Reproduce every one of the items below word for word, but leave out the pictures.

• _Data supplied_:
* * * * * * *
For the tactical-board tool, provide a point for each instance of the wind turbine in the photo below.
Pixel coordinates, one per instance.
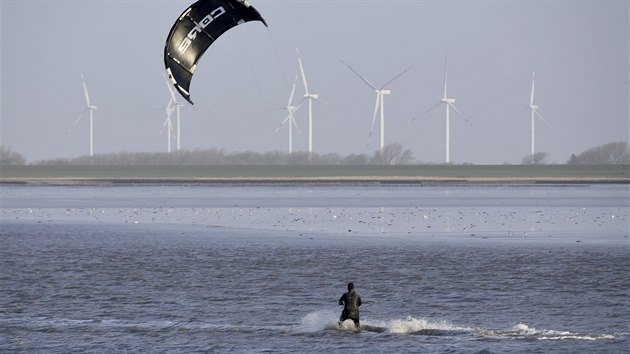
(380, 103)
(310, 97)
(173, 105)
(88, 108)
(534, 110)
(290, 119)
(449, 103)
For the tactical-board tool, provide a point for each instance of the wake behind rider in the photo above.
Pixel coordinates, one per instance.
(351, 301)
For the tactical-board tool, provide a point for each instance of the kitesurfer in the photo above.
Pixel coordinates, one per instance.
(351, 301)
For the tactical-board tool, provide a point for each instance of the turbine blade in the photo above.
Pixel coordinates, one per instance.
(87, 96)
(295, 125)
(322, 101)
(292, 91)
(531, 100)
(445, 75)
(396, 77)
(302, 71)
(376, 106)
(543, 119)
(78, 120)
(427, 111)
(367, 82)
(460, 113)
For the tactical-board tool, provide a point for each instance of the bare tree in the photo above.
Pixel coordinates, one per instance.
(539, 158)
(10, 158)
(608, 154)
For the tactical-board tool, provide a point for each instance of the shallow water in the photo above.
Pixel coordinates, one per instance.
(259, 269)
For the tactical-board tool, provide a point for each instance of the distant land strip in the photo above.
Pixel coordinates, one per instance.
(309, 174)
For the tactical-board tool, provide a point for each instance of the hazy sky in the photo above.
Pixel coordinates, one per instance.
(579, 50)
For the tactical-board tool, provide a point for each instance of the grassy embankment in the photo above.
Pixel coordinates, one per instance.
(426, 174)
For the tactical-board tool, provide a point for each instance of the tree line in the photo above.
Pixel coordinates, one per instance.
(393, 154)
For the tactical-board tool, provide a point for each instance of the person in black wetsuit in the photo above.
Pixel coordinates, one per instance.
(351, 302)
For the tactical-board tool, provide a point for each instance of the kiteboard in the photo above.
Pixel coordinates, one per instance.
(348, 326)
* * * * * * *
• _Task response_:
For the tactical-board tool, provide a point for each instance of the wind turbine in the photo below.
Pixel coordinates, one per instance.
(380, 103)
(310, 97)
(173, 105)
(88, 108)
(534, 110)
(290, 119)
(449, 103)
For the tactical-board tool, provide a point for each instance of the wake behind rider in the photo above.
Pixel coordinates, one per instance.
(351, 301)
For the tactical-board tool, provide a point for each instance of the kitesurfer in the photo above.
Pixel coordinates, one per instance.
(351, 301)
For the tactical-board tool, provide a point for each instance of the turbine blade in the photo above.
Pixel coordinates, one per instance.
(87, 96)
(295, 125)
(322, 101)
(292, 91)
(531, 100)
(445, 75)
(396, 77)
(302, 71)
(376, 106)
(543, 119)
(78, 120)
(427, 111)
(367, 82)
(460, 113)
For the tactical-board tool, provide a point for each instance of the bare tree in the photo above.
Pixel coordinates, one per instance.
(539, 158)
(10, 158)
(608, 154)
For the tactical-board tool, provide a point for each instance of the shallow water in the photo above.
Pixel coordinates, one per instance.
(259, 269)
For the tactical-board tool, provide a point for each instance of the distant land strip in the photo above.
Pixel coordinates, one per instance.
(309, 174)
For the tactical-board tool, provide a point for each instance of the hazy sky in the photo above.
Pixel coordinates, one per instance.
(579, 50)
For the tactical-board tool, provide a point for each instance of the grassy embankment in the photo above.
Pixel coordinates, one per instance.
(426, 174)
For the tactical-board tool, provide a point for each instance of the tree line in the photo above.
Pixel coordinates, one per instance.
(393, 154)
For the tactical-board tool, provide a point for each instance of the person in black wetsuit in the photo above.
Pixel coordinates, one per instance.
(351, 302)
For the tactical-board tool, provide a point for each instance of the kiteboard in the photo above.
Pixel coordinates, one per instance.
(348, 326)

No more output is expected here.